-- SUPPLIED MATERIAL follows --

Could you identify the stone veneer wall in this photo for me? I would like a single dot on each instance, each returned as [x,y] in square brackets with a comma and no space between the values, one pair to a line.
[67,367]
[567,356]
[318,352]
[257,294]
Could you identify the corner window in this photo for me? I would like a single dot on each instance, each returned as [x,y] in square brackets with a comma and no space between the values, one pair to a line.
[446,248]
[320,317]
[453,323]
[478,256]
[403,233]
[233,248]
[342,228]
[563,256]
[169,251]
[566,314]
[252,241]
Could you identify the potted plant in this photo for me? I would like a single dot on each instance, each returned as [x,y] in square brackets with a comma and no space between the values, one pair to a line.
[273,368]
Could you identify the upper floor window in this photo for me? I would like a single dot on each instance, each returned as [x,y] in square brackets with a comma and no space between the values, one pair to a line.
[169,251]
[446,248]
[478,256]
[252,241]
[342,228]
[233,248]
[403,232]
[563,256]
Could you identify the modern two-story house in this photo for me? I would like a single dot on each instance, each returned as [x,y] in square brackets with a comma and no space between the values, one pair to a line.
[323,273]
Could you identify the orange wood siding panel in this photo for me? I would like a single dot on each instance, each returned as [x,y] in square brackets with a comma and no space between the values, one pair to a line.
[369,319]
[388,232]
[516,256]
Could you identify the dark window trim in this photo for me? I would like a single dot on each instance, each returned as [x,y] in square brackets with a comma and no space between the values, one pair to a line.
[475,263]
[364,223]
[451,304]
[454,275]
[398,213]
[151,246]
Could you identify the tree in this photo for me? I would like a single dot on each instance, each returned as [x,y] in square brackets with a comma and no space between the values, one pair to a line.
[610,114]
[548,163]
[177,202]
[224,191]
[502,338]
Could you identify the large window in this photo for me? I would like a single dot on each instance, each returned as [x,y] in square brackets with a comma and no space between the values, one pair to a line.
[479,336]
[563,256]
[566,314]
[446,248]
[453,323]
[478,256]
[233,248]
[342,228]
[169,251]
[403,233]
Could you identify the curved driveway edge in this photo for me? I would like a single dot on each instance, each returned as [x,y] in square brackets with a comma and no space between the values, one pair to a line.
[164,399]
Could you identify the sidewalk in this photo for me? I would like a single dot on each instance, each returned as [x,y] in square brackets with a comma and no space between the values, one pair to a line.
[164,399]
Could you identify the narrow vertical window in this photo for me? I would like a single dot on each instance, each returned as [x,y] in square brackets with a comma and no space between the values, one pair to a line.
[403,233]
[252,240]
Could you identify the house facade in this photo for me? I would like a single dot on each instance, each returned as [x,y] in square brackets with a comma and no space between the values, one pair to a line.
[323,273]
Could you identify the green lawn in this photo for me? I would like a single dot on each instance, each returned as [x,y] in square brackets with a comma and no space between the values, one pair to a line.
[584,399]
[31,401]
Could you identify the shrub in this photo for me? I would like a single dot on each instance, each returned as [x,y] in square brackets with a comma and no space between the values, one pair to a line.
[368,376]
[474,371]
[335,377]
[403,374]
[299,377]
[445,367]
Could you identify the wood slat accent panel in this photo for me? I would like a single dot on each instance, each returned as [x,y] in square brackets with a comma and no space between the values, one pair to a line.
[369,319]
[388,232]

-- SUPPLIED MATERIAL concluded --

* [EXERCISE DESCRIPTION]: Set down, please, the lines from the line holding "Could you identify the wood" through the final line of the data, exactly and with nothing added.

* [RESULT]:
Could you identify the wood slat accent panel in this photo for me? I would like a single dot on each instance, each returned as [x,y] in square brackets with a comma and no space between the values, one pair to a line.
[369,319]
[388,232]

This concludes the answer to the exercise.